**Tasks:**
1. Please quote the passage on mourning from "Though we mourn" through "reason and piety.", keeping every word unchanged.
2. Answer these questions using the passage on mourning:
(a) Which Bible verse is cited at the top?
(b) What does the passage say the man without a tear is?
(c) What does the passage call tears?
3. Carry on the passage on mourning from its last sentence, in the same voice.

Though we mourn — we must not murmur!

(John Angell James, "Sorrow for the Death of Friends")

"Naked I came from my mother's womb, and naked I will leave this life. The Lord gives, and the Lord takes away. Praise the name of the Lord! Job 1:21

When a holy and beloved object of our affection is removed by death, we ought to sorrow — humanity demands it, and Christianity, in the person of the weeping Jesus, allows it. The man without a tear, is a savage or a stoic — but not a Christian.

God intends when He bestows His gifts — that they should be received with smiles of gratitude; and when He recalls them — that they should be surrendered with "drops of sacred grief." Sorrow is an affection implanted by the Creator in the soul, for wise and beneficent purposes; and it ought not to be ruthlessly torn up by the roots — but directed in its exercise by reason and piety.

The work of grace, though it is above nature — is not against it. The man who tells me not to weep at the grave — insults me, mocks me, and wishes to degrade me! Tears are the silent, pure, sincere testimony of my heart to the excellence of the gift He gave in mercy; and in mercy, no doubt, as well as judgment, He has recalled.

**Excerpted records:**
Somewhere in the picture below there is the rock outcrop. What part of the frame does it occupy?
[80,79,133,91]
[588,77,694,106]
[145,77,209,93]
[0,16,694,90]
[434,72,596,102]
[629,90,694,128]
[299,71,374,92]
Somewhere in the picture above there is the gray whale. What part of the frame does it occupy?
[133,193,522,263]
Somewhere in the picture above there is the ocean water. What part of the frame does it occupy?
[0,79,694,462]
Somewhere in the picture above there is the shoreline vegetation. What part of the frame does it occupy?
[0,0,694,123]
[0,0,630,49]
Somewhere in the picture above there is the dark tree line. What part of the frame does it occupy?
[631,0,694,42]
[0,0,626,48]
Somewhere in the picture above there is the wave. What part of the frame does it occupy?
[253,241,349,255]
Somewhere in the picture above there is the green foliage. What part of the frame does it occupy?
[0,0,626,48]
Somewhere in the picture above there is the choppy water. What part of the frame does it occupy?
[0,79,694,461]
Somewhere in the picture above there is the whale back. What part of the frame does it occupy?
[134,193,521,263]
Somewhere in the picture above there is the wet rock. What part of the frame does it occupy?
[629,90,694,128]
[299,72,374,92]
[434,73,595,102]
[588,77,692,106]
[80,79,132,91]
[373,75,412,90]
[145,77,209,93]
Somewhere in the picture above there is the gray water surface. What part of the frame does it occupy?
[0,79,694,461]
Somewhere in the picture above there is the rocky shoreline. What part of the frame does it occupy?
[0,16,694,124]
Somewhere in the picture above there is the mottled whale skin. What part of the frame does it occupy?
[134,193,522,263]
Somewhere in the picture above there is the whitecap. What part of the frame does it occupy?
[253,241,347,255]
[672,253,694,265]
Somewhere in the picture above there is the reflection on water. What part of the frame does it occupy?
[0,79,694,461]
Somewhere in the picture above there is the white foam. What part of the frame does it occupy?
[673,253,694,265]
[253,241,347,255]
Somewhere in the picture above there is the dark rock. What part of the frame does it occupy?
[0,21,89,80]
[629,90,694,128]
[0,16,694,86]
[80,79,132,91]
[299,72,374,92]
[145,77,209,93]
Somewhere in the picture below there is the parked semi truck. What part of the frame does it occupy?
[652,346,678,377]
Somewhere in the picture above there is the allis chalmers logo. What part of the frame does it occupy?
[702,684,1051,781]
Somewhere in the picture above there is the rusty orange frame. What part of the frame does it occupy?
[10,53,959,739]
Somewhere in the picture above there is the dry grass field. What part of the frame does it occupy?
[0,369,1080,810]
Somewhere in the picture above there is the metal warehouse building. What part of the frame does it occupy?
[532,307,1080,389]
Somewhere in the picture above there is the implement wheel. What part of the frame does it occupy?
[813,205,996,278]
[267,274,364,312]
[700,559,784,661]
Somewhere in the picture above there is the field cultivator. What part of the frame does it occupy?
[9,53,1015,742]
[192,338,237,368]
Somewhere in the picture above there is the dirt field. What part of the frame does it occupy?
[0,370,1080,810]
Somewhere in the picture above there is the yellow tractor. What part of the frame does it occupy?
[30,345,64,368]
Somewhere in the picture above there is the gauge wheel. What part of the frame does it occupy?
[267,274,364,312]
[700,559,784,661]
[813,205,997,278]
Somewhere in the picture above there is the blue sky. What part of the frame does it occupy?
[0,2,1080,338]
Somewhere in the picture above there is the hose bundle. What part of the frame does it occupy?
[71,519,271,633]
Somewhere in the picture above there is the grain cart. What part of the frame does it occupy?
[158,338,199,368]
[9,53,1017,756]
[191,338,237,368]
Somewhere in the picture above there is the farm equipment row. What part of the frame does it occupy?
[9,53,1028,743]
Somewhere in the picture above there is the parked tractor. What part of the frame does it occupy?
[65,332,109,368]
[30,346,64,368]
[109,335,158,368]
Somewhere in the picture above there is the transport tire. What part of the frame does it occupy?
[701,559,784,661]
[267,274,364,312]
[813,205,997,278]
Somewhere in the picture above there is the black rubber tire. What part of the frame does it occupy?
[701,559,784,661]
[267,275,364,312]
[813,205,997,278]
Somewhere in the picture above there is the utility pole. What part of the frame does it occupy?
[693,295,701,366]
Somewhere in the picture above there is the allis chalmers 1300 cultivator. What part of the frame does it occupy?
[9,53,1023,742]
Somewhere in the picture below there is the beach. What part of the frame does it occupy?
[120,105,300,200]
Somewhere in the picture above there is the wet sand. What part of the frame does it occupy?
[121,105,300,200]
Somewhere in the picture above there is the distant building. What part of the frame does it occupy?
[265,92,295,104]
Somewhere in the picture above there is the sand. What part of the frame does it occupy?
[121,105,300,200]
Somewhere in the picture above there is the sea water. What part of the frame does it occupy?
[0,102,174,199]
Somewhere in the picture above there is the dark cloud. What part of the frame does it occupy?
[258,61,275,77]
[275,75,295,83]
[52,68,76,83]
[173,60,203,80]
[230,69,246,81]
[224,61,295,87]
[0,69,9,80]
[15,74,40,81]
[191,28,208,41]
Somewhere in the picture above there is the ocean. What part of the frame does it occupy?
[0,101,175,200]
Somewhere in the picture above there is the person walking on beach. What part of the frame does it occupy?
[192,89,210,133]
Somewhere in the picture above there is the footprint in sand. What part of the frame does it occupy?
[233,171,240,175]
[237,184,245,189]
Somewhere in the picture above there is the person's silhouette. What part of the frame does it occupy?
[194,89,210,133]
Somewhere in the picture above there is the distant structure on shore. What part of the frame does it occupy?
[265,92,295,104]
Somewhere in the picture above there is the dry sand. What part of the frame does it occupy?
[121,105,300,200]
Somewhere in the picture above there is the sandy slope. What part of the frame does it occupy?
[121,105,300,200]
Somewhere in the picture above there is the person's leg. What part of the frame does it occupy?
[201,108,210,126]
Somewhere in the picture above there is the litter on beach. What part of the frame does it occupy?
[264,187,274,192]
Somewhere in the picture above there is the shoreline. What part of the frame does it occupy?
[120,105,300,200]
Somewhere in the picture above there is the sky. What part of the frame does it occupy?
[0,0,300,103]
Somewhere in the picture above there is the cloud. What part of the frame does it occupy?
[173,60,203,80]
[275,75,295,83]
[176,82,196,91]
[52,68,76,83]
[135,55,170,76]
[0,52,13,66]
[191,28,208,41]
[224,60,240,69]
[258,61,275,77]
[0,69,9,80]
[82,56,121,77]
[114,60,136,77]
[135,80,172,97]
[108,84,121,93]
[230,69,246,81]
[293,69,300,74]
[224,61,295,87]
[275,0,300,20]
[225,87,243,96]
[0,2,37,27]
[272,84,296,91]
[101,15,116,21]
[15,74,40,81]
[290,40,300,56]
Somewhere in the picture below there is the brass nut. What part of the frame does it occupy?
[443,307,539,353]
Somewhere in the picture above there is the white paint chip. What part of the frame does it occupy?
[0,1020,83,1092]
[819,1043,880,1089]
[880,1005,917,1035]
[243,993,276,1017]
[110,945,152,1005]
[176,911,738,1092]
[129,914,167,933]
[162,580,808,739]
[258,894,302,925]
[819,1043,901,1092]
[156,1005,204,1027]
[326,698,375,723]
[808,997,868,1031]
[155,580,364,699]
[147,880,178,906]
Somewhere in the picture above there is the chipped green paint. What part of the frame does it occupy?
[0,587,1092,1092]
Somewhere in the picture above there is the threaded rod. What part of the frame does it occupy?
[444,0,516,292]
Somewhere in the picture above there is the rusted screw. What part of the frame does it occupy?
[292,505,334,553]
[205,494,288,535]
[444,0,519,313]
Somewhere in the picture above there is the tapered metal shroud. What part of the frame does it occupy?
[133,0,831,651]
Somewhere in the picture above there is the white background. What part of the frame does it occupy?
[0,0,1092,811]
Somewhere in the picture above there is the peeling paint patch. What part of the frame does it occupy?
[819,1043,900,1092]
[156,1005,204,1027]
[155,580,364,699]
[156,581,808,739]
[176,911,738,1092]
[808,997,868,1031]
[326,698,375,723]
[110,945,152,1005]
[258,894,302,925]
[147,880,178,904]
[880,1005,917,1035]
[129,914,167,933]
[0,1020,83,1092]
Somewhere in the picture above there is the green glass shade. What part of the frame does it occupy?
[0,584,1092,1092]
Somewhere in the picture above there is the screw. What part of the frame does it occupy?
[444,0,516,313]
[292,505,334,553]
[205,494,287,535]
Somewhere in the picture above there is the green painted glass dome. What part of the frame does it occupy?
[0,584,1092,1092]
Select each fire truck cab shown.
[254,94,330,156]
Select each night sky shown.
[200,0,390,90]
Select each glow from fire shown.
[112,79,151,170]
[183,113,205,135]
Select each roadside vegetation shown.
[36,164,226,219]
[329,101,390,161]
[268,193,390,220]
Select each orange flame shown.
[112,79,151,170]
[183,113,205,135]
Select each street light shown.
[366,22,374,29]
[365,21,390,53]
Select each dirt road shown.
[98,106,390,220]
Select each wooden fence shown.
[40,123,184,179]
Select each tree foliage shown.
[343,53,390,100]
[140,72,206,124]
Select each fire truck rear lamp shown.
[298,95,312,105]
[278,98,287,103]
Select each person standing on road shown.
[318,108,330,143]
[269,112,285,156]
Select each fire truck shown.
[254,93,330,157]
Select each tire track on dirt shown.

**Your written answers:**
1.
Though we mourn — we must not murmur!

(John Angell James, "Sorrow for the Death of Friends")

"Naked I came from my mother's womb, and naked I will leave this life. The Lord gives, and the Lord takes away. Praise the name of the Lord! Job 1:21

When a holy and beloved object of our affection is removed by death, we ought to sorrow — humanity demands it, and Christianity, in the person of the weeping Jesus, allows it. The man without a tear, is a savage or a stoic — but not a Christian.

God intends when He bestows His gifts — that they should be received with smiles of gratitude; and when He recalls them — that they should be surrendered with "drops of sacred grief." Sorrow is an affection implanted by the Creator in the soul, for wise and beneficent purposes; and it ought not to be ruthlessly torn up by the roots — but directed in its exercise by reason and piety.

2.
(a) Job 1:21
(b) A savage or a stoic, but not a Christian.
(c) The silent, pure, sincere testimony of the heart to the excellence of the gift God gave in mercy.

3.
But, though we mourn — we must not murmur. We may sorrow, but not with the passionate and uncontrolled grief of the heathen who have no hope. Our sorrow may flow as deep as we like — but noiseless and still, in the channels of submission.

It must be a sorrow so quiet as to hear all the words of consolation which our Heavenly Father utters amidst the gentle strokes of His rod.

It must be a sorrow so reverential as to adore Him for the exercise of His prerogative in taking away what and whom He pleases.

It must be a sorrow so composed as to prepare us for doing His will, as well as bearing it.

It must be a sorrow so meek and gentle as to justify Him in all His dispensations.

It must be a sorrow so confiding as to be assured that there is as much divine love in taking the mercy away, as there was in bestowing it.

It must be a sorrow so grateful as to be thankful for the mercies left, as well as afflicted for the mercies lost.

It must be a sorrow so trustful as to look forward to the future with hope, as well as back upon the past with distress.

It must be a sorrow so patient as to bear all the aggravations that accompany or follow the bereavement, with unruffled acquiescence.

It must be a sorrow so holy as to lift the prayer of faith for divine grace to sanctify the stroke.

It must be a sorrow so lasting as to preserve through all the coming years of life, the benefit of that event, which, in one awful moment, changed the whole aspect of our earthly existence.